(PROBLEM DETAILS) Where a line in the listing below contains the word "bowl", copy that line.

(DATA)
▬▬▬▬▬▬▬▬▬▬

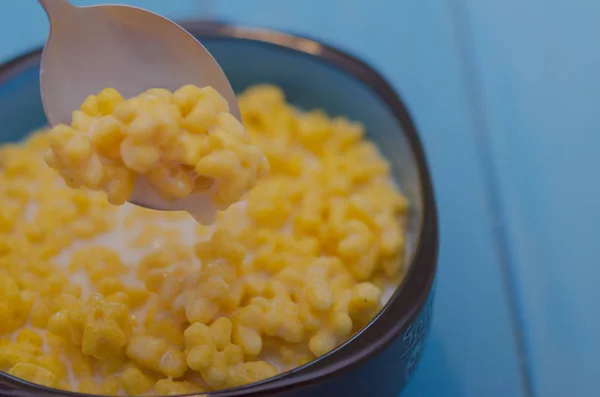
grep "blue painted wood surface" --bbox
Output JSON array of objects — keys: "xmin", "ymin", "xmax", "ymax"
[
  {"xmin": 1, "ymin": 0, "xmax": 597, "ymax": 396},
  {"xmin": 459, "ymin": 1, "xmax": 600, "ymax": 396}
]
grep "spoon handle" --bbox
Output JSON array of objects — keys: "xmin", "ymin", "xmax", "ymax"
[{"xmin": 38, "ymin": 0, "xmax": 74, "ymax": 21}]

▬▬▬▬▬▬▬▬▬▬

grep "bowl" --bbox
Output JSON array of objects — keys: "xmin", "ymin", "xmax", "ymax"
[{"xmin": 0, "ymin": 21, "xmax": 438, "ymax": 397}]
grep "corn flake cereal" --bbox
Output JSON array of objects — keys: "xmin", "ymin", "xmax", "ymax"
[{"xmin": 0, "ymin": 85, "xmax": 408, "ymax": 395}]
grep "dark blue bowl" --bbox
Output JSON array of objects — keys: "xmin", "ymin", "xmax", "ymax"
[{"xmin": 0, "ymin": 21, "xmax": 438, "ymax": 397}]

▬▬▬▬▬▬▬▬▬▬

(EXPECTED OUTPUT)
grep "bowl" --bbox
grep "dark blue bowl" --bbox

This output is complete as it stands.